TAREFA A REALIZAR: Reproduza sem alterações tudo o que vai de "Fui questionado em" até "e dos riscos." no relato sobre ondas grandes.

Seria muita ignorância da minha parte se eu entrasse em alguma disputa de ego, em algum mal estar depois de tudo aquilo que nos foi presenteado. Foi um dia abençoado, um dia para sempre.
Naquele dia, me senti muito na mão de Deus. Se tivesse que dar errado, era o momento. Graças a Deus deu tudo certo, e tinha que acontecer daquela forma. Se o resultado fosse diferente, não estaria aqui hoje.
“Não tenho pretensão de controlar o mar”
Fui questionado em casa. Cheguei de viagem, com minha cabeça a milhão... É um trauma que vive comigo pro resto da vida, sei qual peso carreguei nas costas.
Milha mulher falou:
- Pensei que você tivesse mais controle do que estava acontecendo naquele momento. Você não só botou a sua vida em risco, mas a vida dos seus parceiros e a vida da nossa família.
- Amor, não tenho pretensão de controlar o mar. Faço isso porque eu amo, porque me preparo e me dedico.
Sei que quando vou pegar essas ondas está todo mundo indo embora. As autoridades estão fechando os portos, proibindo os barcos e as navegações. A gente vai para realizar o nosso grande sonho de surfar ondas grandes. E sabemos das consequências e dos riscos.

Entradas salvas

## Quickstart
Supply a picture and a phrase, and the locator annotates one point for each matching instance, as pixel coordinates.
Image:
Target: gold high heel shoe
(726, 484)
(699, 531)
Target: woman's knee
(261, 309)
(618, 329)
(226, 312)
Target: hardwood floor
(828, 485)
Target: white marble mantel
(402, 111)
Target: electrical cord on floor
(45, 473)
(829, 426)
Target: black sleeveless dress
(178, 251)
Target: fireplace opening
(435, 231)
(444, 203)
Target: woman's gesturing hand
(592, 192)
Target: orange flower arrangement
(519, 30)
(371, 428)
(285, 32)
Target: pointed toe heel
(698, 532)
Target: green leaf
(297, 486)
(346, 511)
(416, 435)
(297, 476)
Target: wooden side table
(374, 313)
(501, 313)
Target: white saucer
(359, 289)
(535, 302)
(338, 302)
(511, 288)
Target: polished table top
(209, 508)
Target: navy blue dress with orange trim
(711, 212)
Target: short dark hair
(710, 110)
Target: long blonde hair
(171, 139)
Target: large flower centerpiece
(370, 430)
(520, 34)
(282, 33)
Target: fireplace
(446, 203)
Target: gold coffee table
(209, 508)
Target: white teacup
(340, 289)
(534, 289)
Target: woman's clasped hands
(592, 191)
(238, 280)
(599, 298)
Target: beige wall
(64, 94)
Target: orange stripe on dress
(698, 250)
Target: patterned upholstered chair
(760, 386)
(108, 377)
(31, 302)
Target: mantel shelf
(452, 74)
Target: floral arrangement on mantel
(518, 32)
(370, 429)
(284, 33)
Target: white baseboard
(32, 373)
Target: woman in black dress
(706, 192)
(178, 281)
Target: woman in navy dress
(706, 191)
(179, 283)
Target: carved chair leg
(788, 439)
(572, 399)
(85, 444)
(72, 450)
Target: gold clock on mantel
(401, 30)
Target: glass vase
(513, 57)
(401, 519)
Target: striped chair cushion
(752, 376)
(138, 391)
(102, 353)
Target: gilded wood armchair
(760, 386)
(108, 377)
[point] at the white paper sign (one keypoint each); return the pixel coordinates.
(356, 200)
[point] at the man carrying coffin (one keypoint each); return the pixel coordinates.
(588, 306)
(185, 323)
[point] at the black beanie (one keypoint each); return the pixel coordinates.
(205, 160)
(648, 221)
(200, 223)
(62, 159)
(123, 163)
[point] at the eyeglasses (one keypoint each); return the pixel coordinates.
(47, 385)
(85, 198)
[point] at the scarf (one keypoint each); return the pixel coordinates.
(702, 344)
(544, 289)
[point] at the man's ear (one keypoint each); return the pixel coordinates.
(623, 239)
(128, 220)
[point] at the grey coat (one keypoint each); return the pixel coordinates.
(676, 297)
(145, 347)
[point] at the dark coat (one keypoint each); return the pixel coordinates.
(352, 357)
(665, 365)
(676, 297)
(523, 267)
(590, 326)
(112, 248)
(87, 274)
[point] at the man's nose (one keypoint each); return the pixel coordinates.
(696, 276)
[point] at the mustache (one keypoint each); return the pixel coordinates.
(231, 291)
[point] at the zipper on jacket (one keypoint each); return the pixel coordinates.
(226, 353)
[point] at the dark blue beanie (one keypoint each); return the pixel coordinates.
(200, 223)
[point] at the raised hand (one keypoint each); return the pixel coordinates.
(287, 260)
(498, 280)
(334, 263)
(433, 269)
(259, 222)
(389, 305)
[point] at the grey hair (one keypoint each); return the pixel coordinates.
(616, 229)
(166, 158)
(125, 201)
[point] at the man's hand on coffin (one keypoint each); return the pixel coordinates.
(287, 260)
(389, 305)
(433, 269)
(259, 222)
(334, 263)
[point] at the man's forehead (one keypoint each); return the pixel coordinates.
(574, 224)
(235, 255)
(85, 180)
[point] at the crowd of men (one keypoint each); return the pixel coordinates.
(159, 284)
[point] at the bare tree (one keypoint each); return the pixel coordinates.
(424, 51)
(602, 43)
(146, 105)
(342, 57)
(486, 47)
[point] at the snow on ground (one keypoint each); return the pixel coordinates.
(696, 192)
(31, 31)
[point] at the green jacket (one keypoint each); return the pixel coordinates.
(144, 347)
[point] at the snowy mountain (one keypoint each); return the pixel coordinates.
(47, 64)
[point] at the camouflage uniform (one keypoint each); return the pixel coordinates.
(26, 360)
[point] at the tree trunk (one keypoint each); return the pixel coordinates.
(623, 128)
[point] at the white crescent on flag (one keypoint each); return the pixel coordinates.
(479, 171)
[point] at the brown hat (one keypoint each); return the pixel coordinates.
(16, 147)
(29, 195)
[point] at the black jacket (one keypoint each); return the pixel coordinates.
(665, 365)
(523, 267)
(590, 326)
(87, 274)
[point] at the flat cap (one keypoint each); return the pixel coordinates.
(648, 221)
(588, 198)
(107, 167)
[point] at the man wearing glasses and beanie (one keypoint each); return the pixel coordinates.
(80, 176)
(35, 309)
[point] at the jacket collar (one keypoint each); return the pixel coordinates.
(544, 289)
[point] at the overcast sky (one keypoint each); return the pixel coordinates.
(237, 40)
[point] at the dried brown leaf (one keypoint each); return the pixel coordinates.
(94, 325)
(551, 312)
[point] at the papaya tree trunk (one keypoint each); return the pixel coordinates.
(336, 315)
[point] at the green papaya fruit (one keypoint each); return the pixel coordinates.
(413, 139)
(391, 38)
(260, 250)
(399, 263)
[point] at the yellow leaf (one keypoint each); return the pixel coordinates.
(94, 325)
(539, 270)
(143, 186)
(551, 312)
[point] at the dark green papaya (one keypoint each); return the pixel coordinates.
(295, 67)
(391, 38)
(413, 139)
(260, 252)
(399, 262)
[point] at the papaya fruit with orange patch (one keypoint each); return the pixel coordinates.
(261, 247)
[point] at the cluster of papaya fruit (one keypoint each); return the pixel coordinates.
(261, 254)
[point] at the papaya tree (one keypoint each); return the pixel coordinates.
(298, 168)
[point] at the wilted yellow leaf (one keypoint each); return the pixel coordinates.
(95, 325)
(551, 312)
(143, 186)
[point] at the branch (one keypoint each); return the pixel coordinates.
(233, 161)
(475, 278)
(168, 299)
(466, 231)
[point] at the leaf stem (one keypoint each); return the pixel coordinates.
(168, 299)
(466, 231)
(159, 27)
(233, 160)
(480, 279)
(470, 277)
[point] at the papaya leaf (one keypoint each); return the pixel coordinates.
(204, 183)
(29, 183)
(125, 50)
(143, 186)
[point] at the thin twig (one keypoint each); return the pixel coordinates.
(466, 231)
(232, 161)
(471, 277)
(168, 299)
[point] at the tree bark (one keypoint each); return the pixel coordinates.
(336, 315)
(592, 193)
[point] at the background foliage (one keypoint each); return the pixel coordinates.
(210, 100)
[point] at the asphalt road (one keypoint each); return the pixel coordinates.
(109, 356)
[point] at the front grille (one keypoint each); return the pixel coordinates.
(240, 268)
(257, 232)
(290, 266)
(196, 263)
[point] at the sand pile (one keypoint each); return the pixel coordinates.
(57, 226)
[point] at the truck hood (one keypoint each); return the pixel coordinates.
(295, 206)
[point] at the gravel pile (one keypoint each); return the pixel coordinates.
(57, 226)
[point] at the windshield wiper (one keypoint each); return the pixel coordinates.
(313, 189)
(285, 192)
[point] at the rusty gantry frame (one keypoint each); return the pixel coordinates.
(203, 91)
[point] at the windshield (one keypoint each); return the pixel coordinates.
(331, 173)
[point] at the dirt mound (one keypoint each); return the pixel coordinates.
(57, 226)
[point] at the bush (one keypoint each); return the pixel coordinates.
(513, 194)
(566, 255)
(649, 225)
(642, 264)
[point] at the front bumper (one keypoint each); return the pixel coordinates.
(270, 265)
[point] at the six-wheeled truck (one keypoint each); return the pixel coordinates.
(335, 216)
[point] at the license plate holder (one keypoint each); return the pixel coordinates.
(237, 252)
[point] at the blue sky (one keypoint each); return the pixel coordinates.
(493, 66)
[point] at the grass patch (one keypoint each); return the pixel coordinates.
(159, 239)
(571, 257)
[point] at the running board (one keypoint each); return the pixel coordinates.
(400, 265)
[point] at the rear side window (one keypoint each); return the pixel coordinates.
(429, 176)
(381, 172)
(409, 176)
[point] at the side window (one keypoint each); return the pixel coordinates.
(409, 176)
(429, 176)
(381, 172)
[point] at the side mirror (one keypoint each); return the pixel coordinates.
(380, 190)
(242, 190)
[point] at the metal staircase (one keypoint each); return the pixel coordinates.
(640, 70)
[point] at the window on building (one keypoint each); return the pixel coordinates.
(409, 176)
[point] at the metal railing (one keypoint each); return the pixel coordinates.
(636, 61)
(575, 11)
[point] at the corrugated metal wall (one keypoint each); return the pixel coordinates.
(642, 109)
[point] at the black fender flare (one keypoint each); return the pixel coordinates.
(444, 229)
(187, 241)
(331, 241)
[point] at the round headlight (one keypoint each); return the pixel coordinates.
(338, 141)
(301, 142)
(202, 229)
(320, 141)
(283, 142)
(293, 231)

RESPOSTA À TAREFA:
Fui questionado em casa. Cheguei de viagem, com minha cabeça a milhão... É um trauma que vive comigo pro resto da vida, sei qual peso carreguei nas costas.
Milha mulher falou:
- Pensei que você tivesse mais controle do que estava acontecendo naquele momento. Você não só botou a sua vida em risco, mas a vida dos seus parceiros e a vida da nossa família.
- Amor, não tenho pretensão de controlar o mar. Faço isso porque eu amo, porque me preparo e me dedico.
Sei que quando vou pegar essas ondas está todo mundo indo embora. As autoridades estão fechando os portos, proibindo os barcos e as navegações. A gente vai para realizar o nosso grande sonho de surfar ondas grandes. E sabemos das consequências e dos riscos.